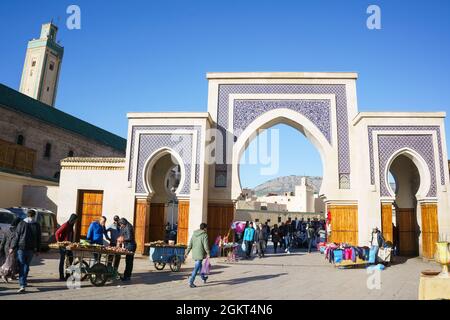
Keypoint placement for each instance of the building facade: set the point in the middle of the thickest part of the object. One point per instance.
(358, 151)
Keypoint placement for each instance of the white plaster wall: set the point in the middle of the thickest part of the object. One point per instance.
(12, 186)
(117, 198)
(41, 197)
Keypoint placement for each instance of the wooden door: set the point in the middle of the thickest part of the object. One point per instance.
(430, 229)
(344, 223)
(220, 217)
(90, 205)
(386, 221)
(157, 225)
(408, 238)
(183, 222)
(141, 223)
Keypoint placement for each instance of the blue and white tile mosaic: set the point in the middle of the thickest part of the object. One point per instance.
(422, 144)
(317, 111)
(341, 109)
(405, 128)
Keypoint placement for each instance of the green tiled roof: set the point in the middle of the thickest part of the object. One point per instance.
(19, 102)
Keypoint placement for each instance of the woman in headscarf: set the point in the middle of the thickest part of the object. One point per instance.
(127, 238)
(65, 233)
(5, 245)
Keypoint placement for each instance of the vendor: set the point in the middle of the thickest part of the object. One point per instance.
(96, 231)
(380, 242)
(65, 233)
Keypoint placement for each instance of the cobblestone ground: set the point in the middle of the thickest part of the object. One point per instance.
(296, 276)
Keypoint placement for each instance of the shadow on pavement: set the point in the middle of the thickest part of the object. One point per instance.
(243, 280)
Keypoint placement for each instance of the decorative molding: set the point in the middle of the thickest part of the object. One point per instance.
(403, 130)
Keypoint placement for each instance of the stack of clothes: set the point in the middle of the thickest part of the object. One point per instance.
(336, 253)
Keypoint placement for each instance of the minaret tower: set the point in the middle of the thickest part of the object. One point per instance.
(42, 65)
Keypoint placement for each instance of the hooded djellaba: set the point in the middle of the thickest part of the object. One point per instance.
(126, 232)
(65, 232)
(8, 238)
(6, 244)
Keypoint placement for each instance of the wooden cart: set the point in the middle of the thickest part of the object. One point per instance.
(96, 265)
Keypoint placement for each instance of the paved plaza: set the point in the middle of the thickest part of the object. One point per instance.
(296, 276)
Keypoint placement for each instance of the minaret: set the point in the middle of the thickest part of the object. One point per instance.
(42, 65)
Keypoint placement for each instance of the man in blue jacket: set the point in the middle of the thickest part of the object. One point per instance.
(96, 231)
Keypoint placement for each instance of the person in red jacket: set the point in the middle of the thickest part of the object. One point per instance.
(65, 233)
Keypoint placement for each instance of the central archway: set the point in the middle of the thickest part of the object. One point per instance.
(295, 120)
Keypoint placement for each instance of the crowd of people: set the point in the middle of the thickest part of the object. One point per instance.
(23, 241)
(286, 236)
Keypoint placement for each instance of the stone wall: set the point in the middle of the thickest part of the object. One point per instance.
(37, 134)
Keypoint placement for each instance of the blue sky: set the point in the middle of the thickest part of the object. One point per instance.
(153, 55)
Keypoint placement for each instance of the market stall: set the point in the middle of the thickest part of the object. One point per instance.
(93, 262)
(161, 253)
(343, 255)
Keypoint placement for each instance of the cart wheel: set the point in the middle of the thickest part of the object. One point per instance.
(84, 268)
(99, 274)
(175, 264)
(159, 265)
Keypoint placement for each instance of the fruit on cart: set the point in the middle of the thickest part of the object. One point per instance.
(59, 244)
(161, 243)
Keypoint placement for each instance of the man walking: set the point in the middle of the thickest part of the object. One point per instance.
(65, 233)
(310, 233)
(275, 237)
(96, 231)
(260, 238)
(200, 249)
(249, 237)
(126, 237)
(26, 242)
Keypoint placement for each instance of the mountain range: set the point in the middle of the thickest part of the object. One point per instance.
(286, 184)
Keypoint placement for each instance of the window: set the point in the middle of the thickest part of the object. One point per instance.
(48, 150)
(6, 218)
(20, 140)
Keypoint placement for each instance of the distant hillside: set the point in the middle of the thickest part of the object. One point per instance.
(285, 184)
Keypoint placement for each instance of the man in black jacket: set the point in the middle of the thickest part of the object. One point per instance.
(26, 242)
(127, 237)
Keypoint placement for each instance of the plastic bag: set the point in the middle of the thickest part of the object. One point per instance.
(8, 268)
(338, 256)
(373, 254)
(376, 267)
(214, 251)
(206, 268)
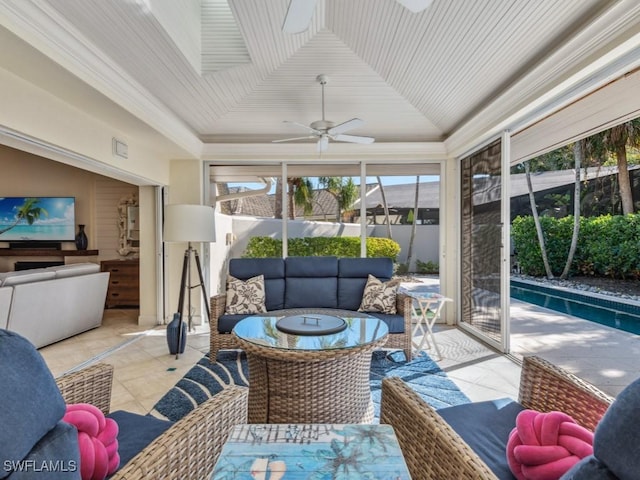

Directions for this task — Repeat each line above exactly as it reads, omitting any pictures.

Answer to this exercise —
Keypoint placement for each instance of the building facade: set the point in the middle of the thickest part of the object. One point per instance.
(358, 151)
Keypoint placement for each instance of the white plaster wall: set the point in the middle of the thickest part of the object. One point per instance.
(12, 186)
(117, 198)
(41, 197)
Keypoint placement for each instance of the wooden door: set the point in the middle of the thickest part of the object. One point per instance.
(430, 229)
(344, 223)
(220, 217)
(90, 205)
(386, 221)
(157, 225)
(408, 238)
(183, 222)
(141, 223)
Keypoint placement for each instance of the blue and white tile mosaic: set the point in the middle of the thickest part of the object. One point per instance.
(422, 144)
(317, 111)
(341, 109)
(405, 128)
Keypoint placement for each instance of the green tiled roof: set the point in the middle of the thickest part of the object. One point per instance.
(19, 102)
Keypoint placement for each instance of the woman in headscarf: set the point in the middle of the thickest part of the object. One point per instance.
(127, 238)
(65, 233)
(5, 245)
Keypoint placement for each instance of the vendor: set the point in the middle of the thickest part of the object. One point per instance.
(96, 231)
(380, 242)
(65, 233)
Keypoint placement for each instance of the cobblestone ground: set the point in the middle of the thickest part of the object. One point per instance.
(296, 276)
Keypoint placement for each instance of the shadow on pavement: set the point in the middle of the thickest part of the object. One point per instance.
(243, 280)
Keypoint placement for each instance of the decorative molding: set the point in the middle of the thickest part of the object. One point per instance.
(403, 130)
Keypoint placement for each instance of the stack of clothes: set the point in the middle of the thickest part of the object. One point per instance.
(336, 253)
Keypoint placement for each instance of the minaret tower: set the point in the middle of the thickest part of the object. One point per instance.
(42, 65)
Keypoint placement for each instance of the hooded djellaba: set the point in the middle of the thickest part of the object. One point per instance.
(126, 232)
(65, 232)
(8, 238)
(6, 244)
Keypoint placement for each instance of the wooden cart: set the point in the middle of the thickest part of the object. One point per instance.
(96, 265)
Keypoint placement for each instance of the paved plaza: set the point in the middle of the thickest part of the object. One point per instance.
(296, 276)
Keypoint placement for each instance of the minaret: set the point in the middle of the thickest part of the object. One point per instance.
(42, 65)
Keypoint placement for each instance of the man in blue jacket: set the point in the middle of the thickest part of the object. One point per instance.
(96, 231)
Keypoint placement for each instance of the person in red jacket: set the point in the middle of the thickest part of the object. One point per instance.
(65, 233)
Keypoint placement for each instance of the central archway: set the point in the middle of the thickest part of the object. One point per instance.
(295, 120)
Keypoint placement for each instance of the crowd of people: set the point in the middle of the thickest part of the object. One point per instance.
(23, 241)
(286, 236)
Keypoint placement for each instance of the stone wall: set the point in the middle of the thickest part of the object. One point per instance.
(37, 134)
Keypoint placement for each instance of the blue sky: set the point in the middle of the thickest part of the object. One point per instance.
(153, 55)
Keypoint placement for each instance of the market stall: set the point in the middle of the thickest part of the object. One point per instance.
(93, 262)
(161, 253)
(343, 255)
Keypoint placement for each instance of the cart wheel: set the point in the middle of the thickest part of the object. One point per instance.
(84, 268)
(99, 274)
(175, 264)
(159, 265)
Keypoint placement for each instance of the fruit on cart: set the point in the middle of the thickest part of the object. One point per instance.
(59, 244)
(161, 243)
Keypoint placement for each instance of the man walking: set the point in the middle of the thickest part of the object. One point per instance.
(65, 233)
(310, 233)
(275, 237)
(96, 231)
(260, 238)
(200, 249)
(249, 237)
(126, 237)
(26, 242)
Keypoint placement for each instance of the mountain range: set the point in the middle of the thickest part of the object. One point per instance.
(286, 184)
Keypoint placement for each instance of the window: set the point in the middle of the thickest part of the object. One point per instance.
(48, 150)
(6, 218)
(20, 140)
Keypoint placement for each instance of the distant hillside: set the point in the middle of the thickest part of the object. One point per instance.
(285, 184)
Keypoint placement for each instance of the man in black jacket: set the point in the middle of the thickest part of the object. One point per instance.
(26, 242)
(127, 237)
Keypoint placement for each instance of the plastic bag: set the point in the middle of the thickest part of the object. One point per instance.
(8, 268)
(338, 256)
(373, 254)
(376, 267)
(214, 251)
(206, 268)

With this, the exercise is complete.